Report every line in the records below that contains the word "drawer", copying each such line in full.

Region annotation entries
## Start

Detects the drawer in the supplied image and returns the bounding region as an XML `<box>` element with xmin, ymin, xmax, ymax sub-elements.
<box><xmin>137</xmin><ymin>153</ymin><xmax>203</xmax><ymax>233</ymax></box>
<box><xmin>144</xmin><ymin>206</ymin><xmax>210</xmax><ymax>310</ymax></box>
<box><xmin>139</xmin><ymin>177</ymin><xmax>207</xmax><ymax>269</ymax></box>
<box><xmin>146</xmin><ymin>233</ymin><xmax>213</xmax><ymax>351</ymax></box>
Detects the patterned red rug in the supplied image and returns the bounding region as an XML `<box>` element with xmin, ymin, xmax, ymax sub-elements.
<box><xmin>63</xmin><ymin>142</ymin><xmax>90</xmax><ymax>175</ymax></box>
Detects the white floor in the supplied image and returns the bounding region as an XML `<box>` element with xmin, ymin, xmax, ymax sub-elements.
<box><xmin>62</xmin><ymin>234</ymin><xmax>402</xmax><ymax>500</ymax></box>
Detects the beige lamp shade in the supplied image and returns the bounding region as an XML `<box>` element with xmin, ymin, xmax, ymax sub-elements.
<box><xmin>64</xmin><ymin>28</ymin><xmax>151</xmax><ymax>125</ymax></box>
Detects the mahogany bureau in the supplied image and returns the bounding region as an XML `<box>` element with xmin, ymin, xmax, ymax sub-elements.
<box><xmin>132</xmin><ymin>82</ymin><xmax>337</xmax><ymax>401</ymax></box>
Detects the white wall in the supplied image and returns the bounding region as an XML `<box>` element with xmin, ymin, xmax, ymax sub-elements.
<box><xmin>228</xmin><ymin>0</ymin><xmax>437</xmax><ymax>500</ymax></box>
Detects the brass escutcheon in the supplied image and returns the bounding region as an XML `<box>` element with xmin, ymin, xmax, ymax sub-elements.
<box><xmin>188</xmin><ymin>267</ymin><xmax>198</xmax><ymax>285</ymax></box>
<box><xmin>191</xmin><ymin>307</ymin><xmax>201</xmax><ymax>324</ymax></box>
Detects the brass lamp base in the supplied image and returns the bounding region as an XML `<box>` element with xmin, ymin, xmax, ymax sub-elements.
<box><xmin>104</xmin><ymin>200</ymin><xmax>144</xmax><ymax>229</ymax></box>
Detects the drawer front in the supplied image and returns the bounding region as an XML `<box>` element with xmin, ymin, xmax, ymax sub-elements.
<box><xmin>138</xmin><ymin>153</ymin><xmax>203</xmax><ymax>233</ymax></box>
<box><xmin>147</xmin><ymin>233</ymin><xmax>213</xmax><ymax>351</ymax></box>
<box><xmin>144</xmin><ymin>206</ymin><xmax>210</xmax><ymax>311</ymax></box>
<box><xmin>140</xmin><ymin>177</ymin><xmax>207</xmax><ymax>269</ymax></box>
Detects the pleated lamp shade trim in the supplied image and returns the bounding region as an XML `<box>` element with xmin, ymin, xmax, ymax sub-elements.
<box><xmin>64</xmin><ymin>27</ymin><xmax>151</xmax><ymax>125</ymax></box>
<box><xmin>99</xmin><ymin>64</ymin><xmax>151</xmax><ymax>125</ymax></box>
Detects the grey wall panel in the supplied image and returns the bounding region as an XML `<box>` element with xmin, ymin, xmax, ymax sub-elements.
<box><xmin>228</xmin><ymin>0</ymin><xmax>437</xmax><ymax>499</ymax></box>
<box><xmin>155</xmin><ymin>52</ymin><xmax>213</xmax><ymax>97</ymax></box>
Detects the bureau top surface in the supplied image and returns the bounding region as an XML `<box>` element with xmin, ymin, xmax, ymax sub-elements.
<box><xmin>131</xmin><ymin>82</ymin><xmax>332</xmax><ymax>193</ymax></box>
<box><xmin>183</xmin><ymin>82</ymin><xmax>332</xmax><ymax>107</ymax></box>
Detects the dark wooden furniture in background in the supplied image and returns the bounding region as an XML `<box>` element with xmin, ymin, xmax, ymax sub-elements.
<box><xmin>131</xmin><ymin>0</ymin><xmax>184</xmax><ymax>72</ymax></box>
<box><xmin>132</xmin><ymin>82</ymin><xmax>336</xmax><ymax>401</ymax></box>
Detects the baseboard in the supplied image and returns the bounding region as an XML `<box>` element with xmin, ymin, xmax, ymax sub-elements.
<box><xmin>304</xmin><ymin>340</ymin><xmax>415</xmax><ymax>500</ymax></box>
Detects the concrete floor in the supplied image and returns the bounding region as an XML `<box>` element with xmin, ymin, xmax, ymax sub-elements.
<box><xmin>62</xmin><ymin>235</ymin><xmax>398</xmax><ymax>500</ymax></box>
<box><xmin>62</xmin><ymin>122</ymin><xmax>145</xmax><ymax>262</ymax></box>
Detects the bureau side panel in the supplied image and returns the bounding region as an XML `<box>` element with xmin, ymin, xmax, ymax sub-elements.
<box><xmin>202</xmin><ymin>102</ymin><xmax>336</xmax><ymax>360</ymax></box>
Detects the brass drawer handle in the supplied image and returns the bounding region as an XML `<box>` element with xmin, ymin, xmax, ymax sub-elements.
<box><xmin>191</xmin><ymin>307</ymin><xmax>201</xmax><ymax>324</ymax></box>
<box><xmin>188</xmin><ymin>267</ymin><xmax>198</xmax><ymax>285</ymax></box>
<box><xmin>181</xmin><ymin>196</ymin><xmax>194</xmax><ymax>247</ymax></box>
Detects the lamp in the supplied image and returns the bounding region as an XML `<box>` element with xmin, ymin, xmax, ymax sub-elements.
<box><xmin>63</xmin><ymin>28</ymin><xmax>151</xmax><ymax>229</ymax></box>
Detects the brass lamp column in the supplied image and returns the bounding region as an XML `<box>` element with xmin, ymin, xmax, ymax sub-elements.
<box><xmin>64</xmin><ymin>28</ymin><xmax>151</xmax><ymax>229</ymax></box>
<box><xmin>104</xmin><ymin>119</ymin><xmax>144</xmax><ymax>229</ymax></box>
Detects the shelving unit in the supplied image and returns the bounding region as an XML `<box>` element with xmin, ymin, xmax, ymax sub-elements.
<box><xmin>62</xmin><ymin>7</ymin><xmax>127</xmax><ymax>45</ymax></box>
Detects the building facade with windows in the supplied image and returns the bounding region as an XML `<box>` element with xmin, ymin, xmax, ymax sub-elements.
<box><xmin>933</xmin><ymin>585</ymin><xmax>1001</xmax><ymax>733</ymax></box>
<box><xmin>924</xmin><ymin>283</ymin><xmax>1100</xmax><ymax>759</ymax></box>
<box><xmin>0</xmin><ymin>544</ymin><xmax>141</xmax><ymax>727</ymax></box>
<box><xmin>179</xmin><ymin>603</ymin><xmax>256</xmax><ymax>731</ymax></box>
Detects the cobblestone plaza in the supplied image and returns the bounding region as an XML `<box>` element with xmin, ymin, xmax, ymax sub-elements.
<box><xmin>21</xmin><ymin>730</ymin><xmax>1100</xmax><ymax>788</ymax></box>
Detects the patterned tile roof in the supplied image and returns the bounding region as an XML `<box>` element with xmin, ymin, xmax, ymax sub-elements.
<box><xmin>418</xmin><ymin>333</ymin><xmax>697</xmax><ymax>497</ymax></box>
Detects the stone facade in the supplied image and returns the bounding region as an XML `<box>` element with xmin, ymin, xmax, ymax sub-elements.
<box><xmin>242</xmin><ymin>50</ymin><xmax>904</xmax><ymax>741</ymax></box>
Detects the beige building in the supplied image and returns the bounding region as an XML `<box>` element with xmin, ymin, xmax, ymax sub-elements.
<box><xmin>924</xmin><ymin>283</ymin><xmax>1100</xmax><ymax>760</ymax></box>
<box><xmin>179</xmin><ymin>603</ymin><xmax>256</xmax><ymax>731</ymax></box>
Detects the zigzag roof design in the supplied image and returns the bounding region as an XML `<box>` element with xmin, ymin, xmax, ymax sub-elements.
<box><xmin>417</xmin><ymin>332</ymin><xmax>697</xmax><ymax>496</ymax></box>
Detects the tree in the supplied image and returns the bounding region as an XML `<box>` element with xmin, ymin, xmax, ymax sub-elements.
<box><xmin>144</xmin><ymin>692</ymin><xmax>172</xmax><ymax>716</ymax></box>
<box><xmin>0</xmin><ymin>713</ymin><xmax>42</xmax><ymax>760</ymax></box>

## End
## Start

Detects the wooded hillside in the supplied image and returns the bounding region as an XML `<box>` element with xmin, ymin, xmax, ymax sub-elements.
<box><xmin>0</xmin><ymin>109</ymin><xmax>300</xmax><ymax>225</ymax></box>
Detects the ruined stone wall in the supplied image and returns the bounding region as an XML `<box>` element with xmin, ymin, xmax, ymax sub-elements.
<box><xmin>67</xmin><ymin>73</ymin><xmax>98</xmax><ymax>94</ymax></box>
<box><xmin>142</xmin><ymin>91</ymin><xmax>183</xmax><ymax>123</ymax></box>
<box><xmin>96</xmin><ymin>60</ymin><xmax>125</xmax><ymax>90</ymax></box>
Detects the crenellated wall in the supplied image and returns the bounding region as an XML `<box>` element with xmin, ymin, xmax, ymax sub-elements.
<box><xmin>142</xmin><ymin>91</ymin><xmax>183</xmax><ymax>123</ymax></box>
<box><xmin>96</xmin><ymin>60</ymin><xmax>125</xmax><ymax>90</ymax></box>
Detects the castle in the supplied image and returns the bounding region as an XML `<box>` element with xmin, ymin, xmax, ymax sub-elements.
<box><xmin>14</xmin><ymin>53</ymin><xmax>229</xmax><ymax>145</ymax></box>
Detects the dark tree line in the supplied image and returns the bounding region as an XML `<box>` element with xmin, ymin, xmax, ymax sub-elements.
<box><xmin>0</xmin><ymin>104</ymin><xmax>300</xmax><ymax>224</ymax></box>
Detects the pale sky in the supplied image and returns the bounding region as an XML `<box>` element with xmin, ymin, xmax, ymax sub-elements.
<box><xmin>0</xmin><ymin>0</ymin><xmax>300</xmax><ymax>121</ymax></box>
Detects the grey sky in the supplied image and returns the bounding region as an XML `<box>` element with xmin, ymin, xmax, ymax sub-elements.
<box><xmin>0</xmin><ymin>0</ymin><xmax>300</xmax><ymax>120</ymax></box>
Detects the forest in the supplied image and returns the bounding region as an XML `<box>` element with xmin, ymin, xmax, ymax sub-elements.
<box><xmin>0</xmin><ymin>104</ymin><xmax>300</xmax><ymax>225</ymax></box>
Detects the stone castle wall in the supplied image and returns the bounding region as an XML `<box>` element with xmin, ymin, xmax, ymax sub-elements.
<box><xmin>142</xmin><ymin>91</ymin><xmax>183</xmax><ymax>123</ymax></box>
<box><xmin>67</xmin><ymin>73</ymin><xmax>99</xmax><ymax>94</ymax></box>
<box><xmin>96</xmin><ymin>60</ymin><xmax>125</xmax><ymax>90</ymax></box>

## End
## Start

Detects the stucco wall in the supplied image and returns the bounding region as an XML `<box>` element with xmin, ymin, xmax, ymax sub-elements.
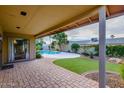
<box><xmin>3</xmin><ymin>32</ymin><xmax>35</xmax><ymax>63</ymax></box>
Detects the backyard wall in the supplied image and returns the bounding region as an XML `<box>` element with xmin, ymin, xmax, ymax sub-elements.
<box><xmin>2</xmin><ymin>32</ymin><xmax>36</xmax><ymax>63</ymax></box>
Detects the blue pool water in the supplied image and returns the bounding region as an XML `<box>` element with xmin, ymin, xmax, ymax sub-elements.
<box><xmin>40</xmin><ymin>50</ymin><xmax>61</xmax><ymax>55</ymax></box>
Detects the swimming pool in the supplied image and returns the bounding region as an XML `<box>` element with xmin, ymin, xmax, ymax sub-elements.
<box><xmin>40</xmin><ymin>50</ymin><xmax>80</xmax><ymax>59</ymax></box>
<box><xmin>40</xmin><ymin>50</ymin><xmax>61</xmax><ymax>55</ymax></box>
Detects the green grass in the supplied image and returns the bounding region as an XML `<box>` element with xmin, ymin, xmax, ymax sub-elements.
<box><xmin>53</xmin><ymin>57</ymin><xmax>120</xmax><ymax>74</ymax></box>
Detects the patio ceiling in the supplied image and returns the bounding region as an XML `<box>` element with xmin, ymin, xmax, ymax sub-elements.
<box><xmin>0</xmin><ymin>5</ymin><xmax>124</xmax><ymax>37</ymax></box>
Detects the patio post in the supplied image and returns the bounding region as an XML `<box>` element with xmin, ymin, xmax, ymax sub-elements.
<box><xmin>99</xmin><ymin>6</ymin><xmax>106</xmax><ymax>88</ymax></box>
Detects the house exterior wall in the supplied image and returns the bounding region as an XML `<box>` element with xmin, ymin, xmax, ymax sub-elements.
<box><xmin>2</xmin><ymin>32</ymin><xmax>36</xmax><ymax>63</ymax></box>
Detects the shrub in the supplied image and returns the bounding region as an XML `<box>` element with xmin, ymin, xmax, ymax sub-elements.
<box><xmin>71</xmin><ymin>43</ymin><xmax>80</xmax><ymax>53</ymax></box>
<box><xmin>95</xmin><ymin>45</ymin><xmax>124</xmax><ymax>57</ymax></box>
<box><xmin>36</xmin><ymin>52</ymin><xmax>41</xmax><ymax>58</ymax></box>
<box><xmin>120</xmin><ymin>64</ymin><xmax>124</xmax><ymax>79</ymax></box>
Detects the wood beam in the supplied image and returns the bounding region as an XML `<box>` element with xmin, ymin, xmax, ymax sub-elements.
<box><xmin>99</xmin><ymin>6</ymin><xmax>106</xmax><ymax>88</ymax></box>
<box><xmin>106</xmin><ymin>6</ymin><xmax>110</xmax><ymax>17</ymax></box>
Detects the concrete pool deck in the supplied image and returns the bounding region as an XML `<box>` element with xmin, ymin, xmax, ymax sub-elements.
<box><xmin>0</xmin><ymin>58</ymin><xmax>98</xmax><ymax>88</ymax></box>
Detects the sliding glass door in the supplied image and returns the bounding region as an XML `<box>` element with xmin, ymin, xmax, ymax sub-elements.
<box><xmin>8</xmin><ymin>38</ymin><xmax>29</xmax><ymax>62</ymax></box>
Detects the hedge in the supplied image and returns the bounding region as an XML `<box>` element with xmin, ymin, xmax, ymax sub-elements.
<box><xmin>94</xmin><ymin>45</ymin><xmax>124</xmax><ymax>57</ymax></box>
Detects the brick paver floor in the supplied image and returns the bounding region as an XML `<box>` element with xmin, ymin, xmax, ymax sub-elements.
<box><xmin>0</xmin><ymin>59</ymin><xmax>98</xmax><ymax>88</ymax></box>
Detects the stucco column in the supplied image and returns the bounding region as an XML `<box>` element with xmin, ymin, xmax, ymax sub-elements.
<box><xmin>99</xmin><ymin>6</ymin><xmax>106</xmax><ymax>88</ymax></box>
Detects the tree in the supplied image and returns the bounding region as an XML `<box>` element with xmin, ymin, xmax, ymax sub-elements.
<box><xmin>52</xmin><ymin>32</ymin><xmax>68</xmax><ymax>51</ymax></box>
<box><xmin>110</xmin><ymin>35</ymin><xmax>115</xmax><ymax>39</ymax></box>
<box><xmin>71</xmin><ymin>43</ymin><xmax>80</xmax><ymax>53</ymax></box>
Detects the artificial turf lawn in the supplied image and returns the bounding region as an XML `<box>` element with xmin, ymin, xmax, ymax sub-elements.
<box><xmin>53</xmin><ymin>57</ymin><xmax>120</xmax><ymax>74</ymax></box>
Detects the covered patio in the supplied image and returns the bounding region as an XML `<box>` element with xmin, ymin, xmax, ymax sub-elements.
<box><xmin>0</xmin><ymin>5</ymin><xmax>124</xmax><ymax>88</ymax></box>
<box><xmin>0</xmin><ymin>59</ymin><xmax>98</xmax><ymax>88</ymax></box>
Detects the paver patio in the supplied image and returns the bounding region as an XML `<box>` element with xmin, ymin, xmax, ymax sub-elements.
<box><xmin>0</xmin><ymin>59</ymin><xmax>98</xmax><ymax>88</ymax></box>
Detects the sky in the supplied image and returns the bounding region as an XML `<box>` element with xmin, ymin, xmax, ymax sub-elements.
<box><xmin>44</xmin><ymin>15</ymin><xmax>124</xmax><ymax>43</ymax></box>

## End

- EXERCISE RESPONSE -
Detects the drawer in the supplied image and returns the bounding region as an XML `<box>` element with xmin, ymin, xmax, ymax sub-elements.
Detects the drawer front in the supplied image and returns the bounding region as an XML `<box>` element with xmin, ymin, xmax, ymax sub-elements.
Detects the brass drawer handle in the supplied image and returns the bounding region as an XML `<box>` element with xmin, ymin, xmax, ymax sub-elements.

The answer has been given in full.